### Assignment
Because the lines must stay identical, write out the data without changing anything.

*** Material to process Section Begins ***

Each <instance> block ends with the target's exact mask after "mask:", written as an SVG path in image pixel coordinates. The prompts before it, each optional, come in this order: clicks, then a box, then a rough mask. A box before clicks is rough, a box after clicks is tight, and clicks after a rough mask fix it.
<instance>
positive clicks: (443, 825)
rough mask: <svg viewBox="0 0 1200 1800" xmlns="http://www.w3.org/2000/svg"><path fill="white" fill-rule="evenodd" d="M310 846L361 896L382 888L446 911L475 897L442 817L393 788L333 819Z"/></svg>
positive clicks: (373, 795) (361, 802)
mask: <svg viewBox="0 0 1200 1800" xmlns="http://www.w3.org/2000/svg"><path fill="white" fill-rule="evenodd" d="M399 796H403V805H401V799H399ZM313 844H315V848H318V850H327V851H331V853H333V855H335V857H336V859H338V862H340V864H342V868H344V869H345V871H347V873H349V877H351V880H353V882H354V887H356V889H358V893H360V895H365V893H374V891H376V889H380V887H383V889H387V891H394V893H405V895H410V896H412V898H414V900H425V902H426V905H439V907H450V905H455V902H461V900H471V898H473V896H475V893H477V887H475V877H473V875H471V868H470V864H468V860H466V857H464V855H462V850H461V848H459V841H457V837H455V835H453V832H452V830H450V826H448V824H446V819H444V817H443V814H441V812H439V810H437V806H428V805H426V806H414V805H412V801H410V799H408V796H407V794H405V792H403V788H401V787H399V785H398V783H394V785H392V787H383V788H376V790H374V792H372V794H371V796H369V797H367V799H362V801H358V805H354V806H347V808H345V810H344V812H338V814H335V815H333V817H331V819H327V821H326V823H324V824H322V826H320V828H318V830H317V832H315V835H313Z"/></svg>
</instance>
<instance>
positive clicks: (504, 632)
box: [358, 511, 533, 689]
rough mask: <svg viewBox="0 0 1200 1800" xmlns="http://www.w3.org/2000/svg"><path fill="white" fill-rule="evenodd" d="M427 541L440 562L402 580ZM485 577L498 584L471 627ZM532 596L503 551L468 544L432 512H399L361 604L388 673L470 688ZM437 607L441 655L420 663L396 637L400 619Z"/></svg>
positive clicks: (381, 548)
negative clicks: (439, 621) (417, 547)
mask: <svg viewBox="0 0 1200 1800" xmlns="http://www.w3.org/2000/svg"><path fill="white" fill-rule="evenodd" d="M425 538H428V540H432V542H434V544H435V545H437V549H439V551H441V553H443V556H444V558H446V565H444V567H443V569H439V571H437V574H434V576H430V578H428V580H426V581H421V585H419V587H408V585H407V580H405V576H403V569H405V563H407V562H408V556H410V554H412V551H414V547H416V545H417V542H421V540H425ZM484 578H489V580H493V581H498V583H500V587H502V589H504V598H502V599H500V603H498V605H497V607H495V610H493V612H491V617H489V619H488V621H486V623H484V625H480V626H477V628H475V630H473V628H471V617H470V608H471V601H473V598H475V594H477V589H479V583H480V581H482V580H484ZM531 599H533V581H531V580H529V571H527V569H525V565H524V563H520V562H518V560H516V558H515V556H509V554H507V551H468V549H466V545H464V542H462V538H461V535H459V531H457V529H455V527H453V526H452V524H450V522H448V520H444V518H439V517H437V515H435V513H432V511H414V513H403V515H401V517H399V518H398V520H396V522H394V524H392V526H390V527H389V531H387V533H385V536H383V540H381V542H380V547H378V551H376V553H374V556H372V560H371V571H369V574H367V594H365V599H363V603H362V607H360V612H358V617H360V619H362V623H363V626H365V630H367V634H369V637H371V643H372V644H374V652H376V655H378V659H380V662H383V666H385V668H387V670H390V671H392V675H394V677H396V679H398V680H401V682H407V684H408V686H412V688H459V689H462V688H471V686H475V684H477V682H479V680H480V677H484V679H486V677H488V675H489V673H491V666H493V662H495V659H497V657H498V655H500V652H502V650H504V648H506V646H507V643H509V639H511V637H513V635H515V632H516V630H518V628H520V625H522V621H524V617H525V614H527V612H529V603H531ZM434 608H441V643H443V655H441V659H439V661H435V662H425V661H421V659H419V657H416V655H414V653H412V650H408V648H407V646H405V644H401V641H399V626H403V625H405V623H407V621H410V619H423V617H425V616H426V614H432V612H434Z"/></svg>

*** Material to process Section Ends ***

### Task output
Each <instance> block ends with the target's exact mask after "mask:", written as an SVG path in image pixel coordinates. The prompts before it, each optional, come in this order: clicks, then a box, then a rough mask. A box before clicks is rough, a box after clicks is tight, and clicks after a rough mask fix it.
<instance>
positive clicks: (443, 825)
rough mask: <svg viewBox="0 0 1200 1800" xmlns="http://www.w3.org/2000/svg"><path fill="white" fill-rule="evenodd" d="M310 846L361 896L382 888L446 911L475 897L442 817L393 788L333 819Z"/></svg>
positive clicks: (373, 795) (361, 802)
mask: <svg viewBox="0 0 1200 1800" xmlns="http://www.w3.org/2000/svg"><path fill="white" fill-rule="evenodd" d="M399 796H403V805H401V799H399ZM313 844H315V848H318V850H327V851H331V853H333V855H335V857H336V859H338V862H340V864H342V868H344V869H345V871H347V873H349V877H351V880H353V882H354V887H356V889H358V893H360V895H365V893H374V891H376V889H380V887H383V889H387V891H394V893H405V895H410V896H412V898H414V900H425V902H426V905H439V907H450V905H455V902H461V900H471V898H473V896H475V893H477V887H475V877H473V875H471V868H470V864H468V860H466V857H464V855H462V850H461V848H459V841H457V837H455V835H453V832H452V830H450V826H448V824H446V819H444V817H443V814H441V812H439V810H437V806H428V805H426V806H414V805H412V801H410V799H408V796H407V794H405V792H403V788H401V787H399V785H398V783H394V785H392V787H383V788H376V790H374V792H372V794H371V796H369V797H367V799H362V801H358V805H354V806H347V808H345V810H344V812H338V814H335V815H333V817H331V819H327V821H326V823H324V824H322V826H320V828H318V830H317V832H315V835H313Z"/></svg>
</instance>
<instance>
positive clicks: (504, 632)
box: [358, 511, 533, 689]
rough mask: <svg viewBox="0 0 1200 1800" xmlns="http://www.w3.org/2000/svg"><path fill="white" fill-rule="evenodd" d="M427 541L440 562L402 580ZM485 577L498 584L471 627ZM532 596L503 551L468 544L432 512H399L361 604L388 673L470 688ZM437 607L441 655L420 663L396 637L400 619Z"/></svg>
positive clicks: (381, 548)
negative clicks: (439, 621) (417, 547)
mask: <svg viewBox="0 0 1200 1800" xmlns="http://www.w3.org/2000/svg"><path fill="white" fill-rule="evenodd" d="M425 538H428V540H432V542H434V544H435V545H437V549H439V551H441V553H443V556H444V558H446V565H444V567H443V569H439V571H437V574H434V576H430V578H428V580H426V581H421V585H419V587H408V585H407V580H405V576H403V569H405V563H407V562H408V556H410V554H412V551H414V547H416V545H417V542H421V540H425ZM484 578H489V580H493V581H498V583H500V587H502V589H504V598H502V599H500V603H498V605H497V607H495V610H493V612H491V617H489V619H488V621H486V623H484V625H480V626H477V628H475V630H473V628H471V617H470V608H471V601H473V598H475V594H477V589H479V583H480V581H482V580H484ZM531 599H533V581H531V580H529V571H527V569H525V565H524V563H520V562H518V560H516V558H515V556H509V554H507V551H468V549H466V545H464V542H462V538H461V535H459V531H457V529H455V527H453V526H452V524H450V522H448V520H444V518H439V517H437V515H435V513H432V511H414V513H403V515H401V517H399V518H398V520H396V522H394V524H392V526H390V527H389V531H387V533H385V536H383V540H381V542H380V547H378V551H376V553H374V556H372V560H371V571H369V574H367V594H365V599H363V603H362V607H360V612H358V617H360V619H362V623H363V626H365V630H367V634H369V637H371V643H372V644H374V652H376V655H378V659H380V662H383V666H385V668H387V670H390V671H392V675H394V677H396V679H398V680H401V682H407V684H408V686H412V688H459V689H462V688H471V686H475V684H477V682H479V680H480V677H484V679H486V677H488V675H489V673H491V666H493V662H495V659H497V657H498V655H500V652H502V650H504V648H506V646H507V643H509V639H511V637H513V635H515V632H516V630H518V628H520V625H522V621H524V617H525V614H527V612H529V603H531ZM434 608H441V643H443V655H441V659H439V661H435V662H425V661H421V659H419V657H416V655H414V653H412V650H408V648H407V646H405V644H401V641H399V626H403V625H405V623H407V621H410V619H423V617H425V616H426V614H432V612H434Z"/></svg>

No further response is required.